Lay out everything from the line containing "Drop one dot on each instance of the dark winter" down to the end of the material below as a JSON list of strings, one string per line, with blank lines left out.

-- start of Exercise input --

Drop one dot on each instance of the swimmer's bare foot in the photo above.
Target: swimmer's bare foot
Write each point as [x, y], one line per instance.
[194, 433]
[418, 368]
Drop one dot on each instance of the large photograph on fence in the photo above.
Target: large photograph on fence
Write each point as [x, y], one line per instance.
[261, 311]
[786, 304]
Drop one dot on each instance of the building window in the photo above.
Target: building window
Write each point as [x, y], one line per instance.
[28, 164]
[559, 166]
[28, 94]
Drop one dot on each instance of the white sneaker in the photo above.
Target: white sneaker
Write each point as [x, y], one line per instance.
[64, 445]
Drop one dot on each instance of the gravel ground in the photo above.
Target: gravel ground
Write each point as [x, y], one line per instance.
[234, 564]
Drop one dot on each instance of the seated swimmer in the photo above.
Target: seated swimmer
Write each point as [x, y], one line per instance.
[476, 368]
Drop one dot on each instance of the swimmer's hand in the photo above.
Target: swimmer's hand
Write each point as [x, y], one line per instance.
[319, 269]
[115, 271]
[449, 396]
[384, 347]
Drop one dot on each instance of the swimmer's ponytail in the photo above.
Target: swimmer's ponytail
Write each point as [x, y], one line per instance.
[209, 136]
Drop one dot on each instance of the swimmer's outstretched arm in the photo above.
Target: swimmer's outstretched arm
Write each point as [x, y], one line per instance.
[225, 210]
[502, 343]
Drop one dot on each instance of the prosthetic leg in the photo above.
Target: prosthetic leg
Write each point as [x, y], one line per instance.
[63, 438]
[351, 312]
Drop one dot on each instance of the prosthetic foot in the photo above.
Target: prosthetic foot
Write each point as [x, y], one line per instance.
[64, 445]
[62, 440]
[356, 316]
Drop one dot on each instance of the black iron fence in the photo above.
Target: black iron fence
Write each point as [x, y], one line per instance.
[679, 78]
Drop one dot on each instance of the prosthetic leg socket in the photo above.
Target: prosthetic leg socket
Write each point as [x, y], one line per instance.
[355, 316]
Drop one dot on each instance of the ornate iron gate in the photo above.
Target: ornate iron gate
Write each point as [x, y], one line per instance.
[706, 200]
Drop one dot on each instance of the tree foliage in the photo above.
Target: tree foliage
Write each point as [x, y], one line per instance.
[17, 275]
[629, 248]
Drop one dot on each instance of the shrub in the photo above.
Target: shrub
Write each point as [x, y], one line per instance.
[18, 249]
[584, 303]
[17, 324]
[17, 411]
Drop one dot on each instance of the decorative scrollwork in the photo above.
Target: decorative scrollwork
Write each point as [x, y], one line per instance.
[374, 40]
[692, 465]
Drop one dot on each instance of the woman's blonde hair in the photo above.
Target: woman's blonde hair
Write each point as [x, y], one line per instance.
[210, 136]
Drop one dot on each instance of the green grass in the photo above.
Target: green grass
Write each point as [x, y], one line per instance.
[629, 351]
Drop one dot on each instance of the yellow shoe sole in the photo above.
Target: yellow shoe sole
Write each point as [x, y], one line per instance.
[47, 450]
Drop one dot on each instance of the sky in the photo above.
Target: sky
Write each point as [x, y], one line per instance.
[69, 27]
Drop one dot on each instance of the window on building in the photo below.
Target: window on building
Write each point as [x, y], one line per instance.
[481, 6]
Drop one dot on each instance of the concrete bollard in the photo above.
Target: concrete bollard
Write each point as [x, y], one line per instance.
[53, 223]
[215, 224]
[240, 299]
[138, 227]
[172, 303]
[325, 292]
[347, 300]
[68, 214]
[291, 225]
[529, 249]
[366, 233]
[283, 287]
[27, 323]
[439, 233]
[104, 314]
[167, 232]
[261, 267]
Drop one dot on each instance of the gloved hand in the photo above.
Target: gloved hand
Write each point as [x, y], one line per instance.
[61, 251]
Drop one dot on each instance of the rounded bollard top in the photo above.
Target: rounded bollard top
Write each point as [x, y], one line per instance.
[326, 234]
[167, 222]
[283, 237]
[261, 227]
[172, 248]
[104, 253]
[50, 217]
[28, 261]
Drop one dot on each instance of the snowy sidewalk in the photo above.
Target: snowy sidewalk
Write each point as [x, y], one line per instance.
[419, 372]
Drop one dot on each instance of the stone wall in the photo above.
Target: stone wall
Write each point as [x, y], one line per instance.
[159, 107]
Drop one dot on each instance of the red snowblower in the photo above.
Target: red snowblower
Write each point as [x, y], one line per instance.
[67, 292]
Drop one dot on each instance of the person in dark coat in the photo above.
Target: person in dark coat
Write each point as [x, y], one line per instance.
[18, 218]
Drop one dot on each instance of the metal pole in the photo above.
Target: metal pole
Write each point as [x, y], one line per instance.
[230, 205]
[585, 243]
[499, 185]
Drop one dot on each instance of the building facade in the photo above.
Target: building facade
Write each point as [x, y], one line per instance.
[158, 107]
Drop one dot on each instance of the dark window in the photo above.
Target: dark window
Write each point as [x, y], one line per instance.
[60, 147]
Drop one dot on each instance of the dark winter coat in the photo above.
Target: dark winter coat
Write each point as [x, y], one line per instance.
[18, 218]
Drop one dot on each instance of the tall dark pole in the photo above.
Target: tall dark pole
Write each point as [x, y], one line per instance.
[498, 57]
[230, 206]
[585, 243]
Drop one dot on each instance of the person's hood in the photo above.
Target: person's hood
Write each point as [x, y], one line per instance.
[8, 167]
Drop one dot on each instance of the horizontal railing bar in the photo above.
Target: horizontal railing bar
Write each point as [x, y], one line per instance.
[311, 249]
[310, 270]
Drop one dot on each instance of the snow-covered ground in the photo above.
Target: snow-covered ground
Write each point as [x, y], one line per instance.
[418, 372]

-- end of Exercise input --

Answer to the problem:
[
  "Drop one dot on each instance of the dark winter coat in the photo above.",
  "Target: dark winter coat",
  "Write each point as [x, y], one line per instance.",
  "[18, 218]",
  "Drop one dot on each instance of the tall dark pole in the photo above.",
  "Target: tall dark pole",
  "Write each point as [x, y], one line per instance.",
  "[498, 57]",
  "[230, 206]",
  "[585, 243]",
  "Drop one dot on each instance of the person's hood in the photo above.",
  "Target: person's hood",
  "Write each point as [x, y], one line per instance.",
  "[8, 167]",
  "Drop one dot on each instance of the horizontal railing bar in the photo above.",
  "Target: horizontal railing bar",
  "Write each point as [x, y], one line per instance.",
  "[311, 249]",
  "[310, 270]",
  "Drop one dot on each instance of the snow-covered ground in the photo above.",
  "Target: snow-covered ground",
  "Write each point as [x, y], one line per instance.",
  "[418, 372]"
]